GOAL:
Convert the rows below into a JSON list of strings, with one string for each line and no entries for blank lines.

DATA SECTION:
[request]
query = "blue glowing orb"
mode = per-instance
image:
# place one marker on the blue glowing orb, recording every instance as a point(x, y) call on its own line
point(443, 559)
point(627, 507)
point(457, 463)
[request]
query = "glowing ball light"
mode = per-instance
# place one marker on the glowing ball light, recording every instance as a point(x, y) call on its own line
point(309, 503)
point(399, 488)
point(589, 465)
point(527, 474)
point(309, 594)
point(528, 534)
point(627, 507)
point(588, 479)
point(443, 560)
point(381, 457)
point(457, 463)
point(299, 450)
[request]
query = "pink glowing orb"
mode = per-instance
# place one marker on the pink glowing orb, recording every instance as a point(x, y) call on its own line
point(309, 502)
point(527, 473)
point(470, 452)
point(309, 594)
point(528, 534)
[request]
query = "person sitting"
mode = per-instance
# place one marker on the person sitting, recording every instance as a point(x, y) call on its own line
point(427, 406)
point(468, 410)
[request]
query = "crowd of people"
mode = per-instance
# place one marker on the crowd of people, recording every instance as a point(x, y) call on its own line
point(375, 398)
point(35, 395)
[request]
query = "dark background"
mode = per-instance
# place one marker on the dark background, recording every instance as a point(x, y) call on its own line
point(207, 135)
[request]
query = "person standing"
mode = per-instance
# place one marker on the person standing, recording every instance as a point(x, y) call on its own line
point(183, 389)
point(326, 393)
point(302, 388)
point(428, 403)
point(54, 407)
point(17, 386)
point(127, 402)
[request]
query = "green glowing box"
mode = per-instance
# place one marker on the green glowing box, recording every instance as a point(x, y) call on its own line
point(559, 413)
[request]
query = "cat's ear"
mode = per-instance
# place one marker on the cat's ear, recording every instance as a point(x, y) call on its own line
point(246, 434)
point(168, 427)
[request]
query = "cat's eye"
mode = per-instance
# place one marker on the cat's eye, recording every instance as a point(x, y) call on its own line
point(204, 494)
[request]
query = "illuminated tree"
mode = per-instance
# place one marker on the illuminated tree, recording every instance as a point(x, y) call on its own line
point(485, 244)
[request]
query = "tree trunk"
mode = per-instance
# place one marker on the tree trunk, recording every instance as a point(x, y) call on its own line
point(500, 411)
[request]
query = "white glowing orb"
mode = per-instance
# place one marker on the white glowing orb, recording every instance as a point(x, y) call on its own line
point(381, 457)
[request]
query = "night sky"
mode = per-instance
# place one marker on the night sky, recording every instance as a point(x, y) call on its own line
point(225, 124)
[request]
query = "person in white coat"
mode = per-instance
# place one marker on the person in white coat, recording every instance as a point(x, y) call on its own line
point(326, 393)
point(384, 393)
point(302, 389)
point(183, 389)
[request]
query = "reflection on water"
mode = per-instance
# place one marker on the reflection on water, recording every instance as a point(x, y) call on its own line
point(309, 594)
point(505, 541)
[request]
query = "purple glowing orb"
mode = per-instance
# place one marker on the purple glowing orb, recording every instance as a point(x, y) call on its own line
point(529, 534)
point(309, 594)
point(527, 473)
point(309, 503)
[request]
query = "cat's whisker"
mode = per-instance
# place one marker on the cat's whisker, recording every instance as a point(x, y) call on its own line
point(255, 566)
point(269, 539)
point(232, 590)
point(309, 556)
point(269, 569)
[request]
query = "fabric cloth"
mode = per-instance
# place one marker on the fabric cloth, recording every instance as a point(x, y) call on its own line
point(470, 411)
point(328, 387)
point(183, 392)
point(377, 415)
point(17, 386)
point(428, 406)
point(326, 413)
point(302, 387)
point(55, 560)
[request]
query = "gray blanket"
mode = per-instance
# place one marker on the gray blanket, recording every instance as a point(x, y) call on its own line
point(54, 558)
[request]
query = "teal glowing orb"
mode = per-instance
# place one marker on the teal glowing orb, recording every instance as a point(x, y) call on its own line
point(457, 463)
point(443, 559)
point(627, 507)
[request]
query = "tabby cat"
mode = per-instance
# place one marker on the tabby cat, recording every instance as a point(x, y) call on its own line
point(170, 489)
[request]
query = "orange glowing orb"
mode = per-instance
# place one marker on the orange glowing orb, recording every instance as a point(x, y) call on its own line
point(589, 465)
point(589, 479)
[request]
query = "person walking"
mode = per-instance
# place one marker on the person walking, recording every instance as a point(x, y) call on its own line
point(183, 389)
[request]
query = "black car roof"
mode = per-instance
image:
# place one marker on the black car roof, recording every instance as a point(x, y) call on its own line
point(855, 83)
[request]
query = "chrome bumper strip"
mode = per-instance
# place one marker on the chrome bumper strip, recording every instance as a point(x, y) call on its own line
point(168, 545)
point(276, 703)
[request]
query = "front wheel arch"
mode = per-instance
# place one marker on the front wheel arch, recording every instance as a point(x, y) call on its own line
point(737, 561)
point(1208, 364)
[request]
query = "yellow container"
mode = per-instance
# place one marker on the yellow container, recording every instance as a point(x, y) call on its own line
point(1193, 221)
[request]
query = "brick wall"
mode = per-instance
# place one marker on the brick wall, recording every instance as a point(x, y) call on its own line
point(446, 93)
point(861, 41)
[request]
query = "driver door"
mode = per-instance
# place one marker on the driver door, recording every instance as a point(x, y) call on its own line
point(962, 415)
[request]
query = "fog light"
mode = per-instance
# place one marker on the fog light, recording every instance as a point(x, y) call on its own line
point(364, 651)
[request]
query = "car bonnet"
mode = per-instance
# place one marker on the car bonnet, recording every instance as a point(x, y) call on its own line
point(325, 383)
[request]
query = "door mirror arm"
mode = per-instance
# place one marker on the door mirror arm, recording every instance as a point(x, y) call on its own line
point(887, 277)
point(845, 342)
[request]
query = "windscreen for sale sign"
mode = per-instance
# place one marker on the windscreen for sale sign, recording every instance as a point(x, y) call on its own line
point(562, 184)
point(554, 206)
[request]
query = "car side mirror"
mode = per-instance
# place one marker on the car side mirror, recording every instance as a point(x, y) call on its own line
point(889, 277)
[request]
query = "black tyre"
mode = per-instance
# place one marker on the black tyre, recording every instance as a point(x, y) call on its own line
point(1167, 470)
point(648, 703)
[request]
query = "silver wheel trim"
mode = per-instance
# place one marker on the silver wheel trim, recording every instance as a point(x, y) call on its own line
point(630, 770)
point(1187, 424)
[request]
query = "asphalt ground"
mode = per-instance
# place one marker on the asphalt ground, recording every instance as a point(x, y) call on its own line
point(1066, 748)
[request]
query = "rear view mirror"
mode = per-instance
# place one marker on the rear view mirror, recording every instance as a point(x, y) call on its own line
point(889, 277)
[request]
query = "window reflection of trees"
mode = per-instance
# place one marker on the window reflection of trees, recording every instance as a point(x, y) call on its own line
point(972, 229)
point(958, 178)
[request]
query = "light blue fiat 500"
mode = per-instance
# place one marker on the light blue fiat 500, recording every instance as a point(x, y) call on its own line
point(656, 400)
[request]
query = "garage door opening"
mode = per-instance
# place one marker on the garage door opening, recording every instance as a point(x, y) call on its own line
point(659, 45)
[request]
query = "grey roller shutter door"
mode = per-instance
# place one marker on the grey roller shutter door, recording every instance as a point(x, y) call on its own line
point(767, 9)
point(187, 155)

RESULT BELOW:
[
  "[request]",
  "query = \"blue glowing orb\"",
  "mode = per-instance",
  "image:",
  "# place one marker on the blue glowing orb, recording every instance as a point(x, y) call on its own line",
  "point(443, 559)",
  "point(627, 507)",
  "point(457, 463)",
  "[request]",
  "query = \"glowing ball light\"",
  "mode = per-instance",
  "# place one marker on the glowing ball light, recording every instance as a point(x, y) call on its own line",
  "point(309, 503)",
  "point(399, 488)",
  "point(589, 465)",
  "point(527, 474)",
  "point(309, 594)",
  "point(528, 534)",
  "point(627, 507)",
  "point(588, 479)",
  "point(443, 560)",
  "point(381, 457)",
  "point(457, 463)",
  "point(299, 450)",
  "[request]",
  "query = \"pink glowing orb\"",
  "mode = per-instance",
  "# place one marker on the pink glowing orb, recording every instance as a point(x, y) call on its own line",
  "point(309, 502)",
  "point(527, 473)",
  "point(470, 452)",
  "point(309, 594)",
  "point(528, 534)",
  "[request]",
  "query = \"person sitting\"",
  "mode = per-instance",
  "# place one marker on the person sitting, recording every instance as a point(x, y) call on its own line",
  "point(427, 406)",
  "point(468, 410)",
  "[request]",
  "query = \"crowd of people\"",
  "mode = per-instance",
  "# place one marker on the crowd of people, recording every instance as a point(x, y) call on its own line",
  "point(375, 398)",
  "point(35, 395)",
  "[request]",
  "query = \"dark background\"",
  "mode = per-instance",
  "# place one marker on the dark background, recording every instance as a point(x, y) call on its own line",
  "point(207, 135)",
  "[request]",
  "query = \"person standing\"",
  "mode = per-instance",
  "# place one marker on the person standing, recording every instance as a point(x, y) call on its own line",
  "point(183, 389)",
  "point(326, 393)",
  "point(302, 388)",
  "point(428, 403)",
  "point(54, 407)",
  "point(17, 386)",
  "point(127, 402)",
  "[request]",
  "query = \"green glowing box\"",
  "mode = per-instance",
  "# place one marker on the green glowing box, recording every instance as a point(x, y) call on its own line",
  "point(559, 413)",
  "[request]",
  "query = \"cat's ear\"",
  "mode = per-instance",
  "# place one marker on the cat's ear, recording every instance as a point(x, y) call on its own line",
  "point(246, 434)",
  "point(168, 427)",
  "[request]",
  "query = \"cat's eye\"",
  "mode = per-instance",
  "# place one marker on the cat's eye, recording every instance as a point(x, y) call on its own line",
  "point(204, 494)",
  "[request]",
  "query = \"illuminated tree\"",
  "mode = per-instance",
  "# place one marker on the illuminated tree, recording every instance as a point(x, y) call on its own line",
  "point(485, 244)",
  "[request]",
  "query = \"tree trunk\"",
  "mode = per-instance",
  "# place one marker on the tree trunk, recording every instance as a point(x, y) call on its own line",
  "point(500, 411)",
  "[request]",
  "query = \"white glowing orb\"",
  "mode = per-instance",
  "# place one marker on the white glowing orb, recording every instance as a point(x, y) call on its own line",
  "point(381, 457)",
  "[request]",
  "query = \"night sky\"",
  "mode = per-instance",
  "# place one marker on the night sky, recording every instance as a point(x, y) call on its own line",
  "point(225, 124)",
  "[request]",
  "query = \"person in white coat\"",
  "mode = per-instance",
  "# place one marker on the person in white coat, recording every instance as a point(x, y) call on its own line",
  "point(326, 393)",
  "point(384, 393)",
  "point(302, 389)",
  "point(183, 389)",
  "[request]",
  "query = \"reflection on water\"",
  "mode = per-instance",
  "# place one marker on the reflection on water, recording every instance as a point(x, y) call on its own line",
  "point(309, 594)",
  "point(505, 541)",
  "[request]",
  "query = \"purple glowing orb\"",
  "mode = per-instance",
  "# place one marker on the purple glowing orb, recording every instance as a point(x, y) call on its own line",
  "point(529, 534)",
  "point(309, 594)",
  "point(527, 473)",
  "point(309, 503)",
  "[request]",
  "query = \"cat's whisker\"",
  "mode = per-instance",
  "# place one marker on the cat's whisker, recording every instance as a point(x, y) call on its own line",
  "point(255, 566)",
  "point(269, 539)",
  "point(232, 590)",
  "point(309, 556)",
  "point(269, 569)",
  "[request]",
  "query = \"fabric cloth\"",
  "mode = per-instance",
  "# place one marker on the fabric cloth, recording every instance as a point(x, y) call on its own line",
  "point(470, 411)",
  "point(328, 387)",
  "point(183, 392)",
  "point(377, 415)",
  "point(17, 386)",
  "point(428, 406)",
  "point(326, 413)",
  "point(302, 387)",
  "point(55, 560)",
  "[request]",
  "query = \"gray blanket\"",
  "mode = per-instance",
  "# place one marker on the gray blanket, recording every instance as a point(x, y) call on its own line",
  "point(54, 558)",
  "[request]",
  "query = \"teal glowing orb\"",
  "mode = per-instance",
  "# place one marker on the teal glowing orb, recording every instance as a point(x, y) call on its own line",
  "point(457, 463)",
  "point(443, 559)",
  "point(627, 507)",
  "[request]",
  "query = \"tabby cat\"",
  "mode = per-instance",
  "# place one marker on the tabby cat, recording every instance as a point(x, y) call on its own line",
  "point(170, 489)",
  "[request]",
  "query = \"orange glowing orb\"",
  "mode = per-instance",
  "# place one marker on the orange glowing orb, recording every instance as a point(x, y) call on its own line",
  "point(589, 465)",
  "point(589, 479)",
  "[request]",
  "query = \"person walking\"",
  "mode = per-instance",
  "# place one marker on the person walking, recording every instance as a point(x, y) call on its own line",
  "point(183, 389)",
  "[request]",
  "query = \"black car roof\"",
  "mode = per-instance",
  "image:",
  "# place one marker on the black car roof, recording every instance as a point(x, y) call on its own line",
  "point(855, 83)",
  "[request]",
  "query = \"chrome bumper strip\"",
  "mode = per-instance",
  "# place one marker on the chrome bumper strip, recording every instance as a point(x, y) call on its own line",
  "point(168, 545)",
  "point(276, 703)",
  "[request]",
  "query = \"front wheel arch\"",
  "mode = per-instance",
  "# place one marker on the front wheel arch, recording every instance as a point(x, y) call on its own line",
  "point(737, 561)",
  "point(1208, 364)",
  "[request]",
  "query = \"yellow container\"",
  "mode = per-instance",
  "# place one marker on the yellow container, recording every instance as a point(x, y) call on its own line",
  "point(1193, 221)",
  "[request]",
  "query = \"brick wall\"",
  "mode = per-instance",
  "# place one marker on the brick wall, recording every instance as a point(x, y) call on its own line",
  "point(446, 93)",
  "point(861, 41)",
  "[request]",
  "query = \"driver door\"",
  "mode = per-instance",
  "# place one marker on the driver door, recording every instance as a point(x, y) call on its own line",
  "point(962, 415)",
  "[request]",
  "query = \"fog light\"",
  "mode = per-instance",
  "# place one marker on the fog light, recording every instance as a point(x, y) call on its own line",
  "point(364, 651)",
  "[request]",
  "query = \"car bonnet\"",
  "mode = per-instance",
  "# place one marker on the car bonnet, recording every instance as a point(x, y) call on its own line",
  "point(325, 383)",
  "[request]",
  "query = \"door mirror arm\"",
  "mode = per-instance",
  "# place one marker on the door mirror arm, recording every instance as a point(x, y) call on its own line",
  "point(887, 277)",
  "point(845, 342)",
  "[request]",
  "query = \"windscreen for sale sign\"",
  "mode = per-instance",
  "# place one marker on the windscreen for sale sign, recording every instance as a point(x, y) call on its own line",
  "point(562, 184)",
  "point(554, 206)",
  "[request]",
  "query = \"car side mirror\"",
  "mode = per-instance",
  "# place one marker on the car side mirror, recording every instance as a point(x, y) call on its own line",
  "point(889, 277)",
  "[request]",
  "query = \"black tyre\"",
  "mode = per-instance",
  "# place one marker on the black tyre, recording every instance as a point(x, y) call on its own line",
  "point(1167, 470)",
  "point(648, 703)",
  "[request]",
  "query = \"silver wheel trim\"",
  "mode = per-instance",
  "# place one marker on the silver wheel trim, recording every instance as a point(x, y) call on its own line",
  "point(630, 770)",
  "point(1187, 424)",
  "[request]",
  "query = \"asphalt ground\"",
  "mode = per-instance",
  "# place one marker on the asphalt ground, recording every instance as a point(x, y) call on its own line",
  "point(1066, 748)",
  "[request]",
  "query = \"rear view mirror\"",
  "mode = per-instance",
  "# place one marker on the rear view mirror, recording every instance as a point(x, y) call on its own line",
  "point(889, 277)",
  "[request]",
  "query = \"window reflection of trees\"",
  "mode = per-instance",
  "# place one marker on the window reflection of trees, recording every instance as a point(x, y) call on its own line",
  "point(972, 229)",
  "point(958, 178)",
  "[request]",
  "query = \"light blue fiat 500\"",
  "mode = per-instance",
  "# place one marker on the light blue fiat 500, recording every instance as a point(x, y) call on its own line",
  "point(656, 400)",
  "[request]",
  "query = \"garage door opening\"",
  "mode = per-instance",
  "# place one marker on the garage door opening, recording every instance as a point(x, y) call on its own line",
  "point(659, 45)",
  "[request]",
  "query = \"grey roller shutter door\"",
  "mode = per-instance",
  "# place one marker on the grey roller shutter door, recording every instance as a point(x, y) call on its own line",
  "point(767, 9)",
  "point(187, 155)"
]